** Start Task input **
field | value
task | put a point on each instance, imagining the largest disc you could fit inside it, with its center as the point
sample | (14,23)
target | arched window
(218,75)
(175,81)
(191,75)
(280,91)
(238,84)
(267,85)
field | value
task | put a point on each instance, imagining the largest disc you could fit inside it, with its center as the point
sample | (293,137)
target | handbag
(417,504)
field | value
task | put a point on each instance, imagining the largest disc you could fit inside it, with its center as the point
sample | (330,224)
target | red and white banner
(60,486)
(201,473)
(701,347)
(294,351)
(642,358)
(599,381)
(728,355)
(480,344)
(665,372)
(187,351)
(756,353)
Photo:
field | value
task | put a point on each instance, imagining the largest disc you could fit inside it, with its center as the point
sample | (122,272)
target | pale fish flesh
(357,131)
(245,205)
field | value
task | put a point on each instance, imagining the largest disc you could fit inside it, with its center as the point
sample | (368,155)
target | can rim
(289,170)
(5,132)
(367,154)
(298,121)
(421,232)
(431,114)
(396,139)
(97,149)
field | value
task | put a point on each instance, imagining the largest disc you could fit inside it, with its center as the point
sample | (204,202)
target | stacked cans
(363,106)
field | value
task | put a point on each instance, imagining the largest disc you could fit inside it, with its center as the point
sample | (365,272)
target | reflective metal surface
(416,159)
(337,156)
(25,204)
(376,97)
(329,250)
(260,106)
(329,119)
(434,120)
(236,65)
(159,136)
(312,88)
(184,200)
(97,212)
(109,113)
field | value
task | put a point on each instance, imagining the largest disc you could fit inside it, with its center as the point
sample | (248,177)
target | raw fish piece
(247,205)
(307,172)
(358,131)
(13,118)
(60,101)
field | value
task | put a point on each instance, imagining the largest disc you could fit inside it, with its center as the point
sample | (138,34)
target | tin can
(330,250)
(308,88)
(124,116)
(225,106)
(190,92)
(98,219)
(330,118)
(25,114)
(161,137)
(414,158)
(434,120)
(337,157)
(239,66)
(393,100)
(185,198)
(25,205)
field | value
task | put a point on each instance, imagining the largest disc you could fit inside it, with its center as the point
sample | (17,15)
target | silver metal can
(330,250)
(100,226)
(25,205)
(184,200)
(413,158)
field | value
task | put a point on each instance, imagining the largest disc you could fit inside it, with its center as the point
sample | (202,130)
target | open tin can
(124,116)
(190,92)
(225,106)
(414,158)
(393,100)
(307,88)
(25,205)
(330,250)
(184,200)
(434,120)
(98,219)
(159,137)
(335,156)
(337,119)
** End Task input **
- _Task requirements_
The whole listing above needs to be written out again exactly.

- _Answer for the task_
field | value
task | put a point on each instance, imagining the largest disc you could fit inside it, with its center as the point
sample | (14,23)
target | arched window
(218,75)
(175,81)
(191,75)
(280,91)
(238,84)
(267,85)
field | value
task | put a point on each instance, imagining the largest disc you could fit inside it, with its center as the point
sample | (293,137)
target | handbag
(417,504)
field | value
task | put a point on each instance, imagining the largest disc you could fit inside it, with its center as the point
sample | (330,224)
target | red and white banner
(60,486)
(201,473)
(701,347)
(294,351)
(642,358)
(599,381)
(728,355)
(480,344)
(665,372)
(187,351)
(756,353)
Photo:
field | value
task | put a point on each instance, imagining the largest disc you could fit inside it, with its center as the point
sample | (122,272)
target | pale fish flesh
(357,131)
(245,205)
field | value
task | put a point on each instance, imagining the largest disc you could fit inside it, with its center as the point
sample | (368,155)
target | can rim
(289,170)
(5,132)
(367,154)
(298,121)
(421,232)
(431,114)
(396,139)
(97,149)
field | value
task | put a point on each instance, imagining the largest disc you could fit inside it, with its center as the point
sample | (204,202)
target | stacked cans
(363,106)
field | value
task | put a point on each instance, imagining the largest disc you could fit inside it, with its center as the point
sample | (365,272)
target | reflective metal surface
(416,159)
(337,156)
(25,204)
(376,97)
(329,250)
(260,106)
(329,119)
(434,120)
(236,65)
(159,136)
(312,88)
(184,200)
(97,212)
(109,113)
field | value
task | put a point on each instance, imagining the largest disc you could fit inside it, with its center as the point
sample | (248,177)
target | raw fish piece
(247,205)
(307,172)
(358,131)
(13,118)
(60,101)
field | value
task | put a point on each instance, imagining the largest disc you could fit inside it, with its center as the point
sample | (138,34)
target | tin can
(330,250)
(308,88)
(124,116)
(225,106)
(190,92)
(98,219)
(330,118)
(25,114)
(161,137)
(414,158)
(434,120)
(337,157)
(239,66)
(393,100)
(185,198)
(25,205)
field | value
task | put a point on each instance, imagining the largest disc you could fit inside it, with its center as the point
sample | (17,15)
target | silver metal can
(330,250)
(100,226)
(25,205)
(184,200)
(413,158)
field | value
task | put a point on each instance, imagining the largest disc you could fit inside it, with its center as the point
sample | (202,130)
target | open tin can
(124,116)
(190,92)
(225,106)
(414,158)
(393,100)
(307,88)
(25,205)
(330,250)
(184,200)
(434,120)
(98,219)
(159,137)
(335,156)
(337,119)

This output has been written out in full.